Task objective -> Write out every line from the line containing "Give me the location of gable roof." to the line containing "[418,255,442,270]", both ends included, with the requests kept as they are. Multiply each bounding-box coordinate in the answers by 0.95 and round it to a whole number, rounding halves up.
━━ Records shown ━━
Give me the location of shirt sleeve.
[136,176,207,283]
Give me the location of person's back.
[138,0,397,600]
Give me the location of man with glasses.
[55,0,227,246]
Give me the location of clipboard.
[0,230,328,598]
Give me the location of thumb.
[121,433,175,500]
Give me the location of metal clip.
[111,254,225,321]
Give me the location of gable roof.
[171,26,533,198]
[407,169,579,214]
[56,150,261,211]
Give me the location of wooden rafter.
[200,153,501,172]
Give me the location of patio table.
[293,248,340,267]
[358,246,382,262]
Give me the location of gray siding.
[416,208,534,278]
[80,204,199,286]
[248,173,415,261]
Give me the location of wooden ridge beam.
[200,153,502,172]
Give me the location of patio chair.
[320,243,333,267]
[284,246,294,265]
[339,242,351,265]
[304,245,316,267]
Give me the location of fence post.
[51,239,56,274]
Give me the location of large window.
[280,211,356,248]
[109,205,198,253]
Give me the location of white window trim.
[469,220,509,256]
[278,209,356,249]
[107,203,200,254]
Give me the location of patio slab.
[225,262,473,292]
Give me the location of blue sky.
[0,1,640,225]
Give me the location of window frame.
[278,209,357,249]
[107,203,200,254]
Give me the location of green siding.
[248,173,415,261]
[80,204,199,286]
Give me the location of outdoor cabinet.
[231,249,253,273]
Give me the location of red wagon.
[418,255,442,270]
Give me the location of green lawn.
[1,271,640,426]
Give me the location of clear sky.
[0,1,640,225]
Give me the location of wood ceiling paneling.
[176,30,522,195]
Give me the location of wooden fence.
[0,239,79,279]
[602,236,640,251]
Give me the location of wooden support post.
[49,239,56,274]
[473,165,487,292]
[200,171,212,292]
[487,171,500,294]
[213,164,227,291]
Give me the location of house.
━━━
Task answer ->
Give me the location of gable roof.
[162,25,506,188]
[387,161,550,203]
[53,143,248,200]
Give me the location of wooden rafter.
[190,145,476,163]
Give me the location of patio table.
[278,236,323,254]
[340,234,363,249]
Give me the location of gray siding.
[395,198,507,264]
[76,194,189,272]
[236,164,394,248]
Give me the location of wooden ridge beam.
[190,145,477,163]
Give me the location of patio chair.
[304,231,316,254]
[270,234,279,252]
[322,230,333,252]
[289,233,300,254]
Give me the location of fence post.
[48,227,53,260]
Give me the location of large window.
[266,200,338,236]
[104,195,188,240]
Give me the location of white window trim.
[446,209,484,243]
[264,199,338,237]
[102,193,190,241]
Give me the location of patio slab.
[214,249,449,277]
Give me the location of blue sky.
[0,1,608,214]
Give me the location of window frame.
[264,199,339,237]
[102,193,190,241]
Give me the location of green siding.
[236,164,394,248]
[76,194,189,272]
Give me the location of outdoor cabinet.
[219,237,240,259]
Give me the location of red wagon.
[397,242,420,257]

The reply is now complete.